**What you should do:**
Recast the lines below as a JSON list of strings with one string per line, omitting any blank lines. Leave the pictures out of the answer.

=== Available records ===

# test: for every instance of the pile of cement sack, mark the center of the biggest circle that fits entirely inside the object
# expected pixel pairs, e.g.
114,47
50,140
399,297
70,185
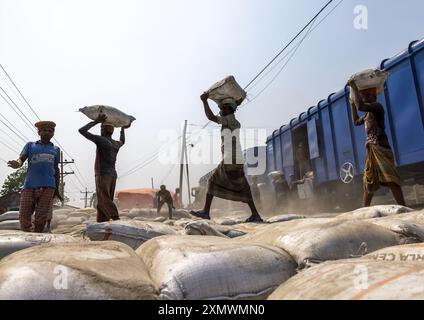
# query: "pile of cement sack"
388,274
196,267
312,241
10,221
190,258
75,271
133,233
12,241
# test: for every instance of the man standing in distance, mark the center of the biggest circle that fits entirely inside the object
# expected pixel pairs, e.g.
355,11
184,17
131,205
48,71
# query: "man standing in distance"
104,168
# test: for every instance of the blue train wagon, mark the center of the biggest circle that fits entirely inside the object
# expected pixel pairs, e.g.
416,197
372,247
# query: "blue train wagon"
336,148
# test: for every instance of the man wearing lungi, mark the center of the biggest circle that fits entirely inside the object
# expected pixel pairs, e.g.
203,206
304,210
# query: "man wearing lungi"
228,181
380,168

===

**Complete answer:**
[
  "# test: for every instance of the pile of cement sack, mark the center of the biggest circle that fits entirely inside the object",
  "# expected pixel pairs, e.g.",
  "114,47",
  "50,140",
  "399,297",
  "70,185",
  "# query: \"pile of cement sack\"",
  "388,274",
  "196,267",
  "312,241",
  "10,221",
  "190,258",
  "75,271",
  "133,233",
  "12,241",
  "# test: for every instance of the man standing in distance, mark the center of the biggest circle that fits entirely inside the object",
  "# expected pixel pairs, e.g.",
  "355,11",
  "184,17",
  "131,205",
  "48,71",
  "# query: \"man standing in distance\"",
  "104,168",
  "# test: for every instance of the blue train wagon, mark the center of the biggest circle that fits entirely inside the object",
  "# expected pixel pairs, e.g.",
  "416,197",
  "372,247",
  "# query: \"blue train wagon\"",
  "336,148",
  "# test: for every instance of the man wearing lungi, mark the center of the biggest circle that fits entirely inside the object",
  "# expected pixel pairs, e.g.",
  "203,206",
  "304,210",
  "# query: \"man wearing lungi\"",
  "228,181",
  "380,168"
]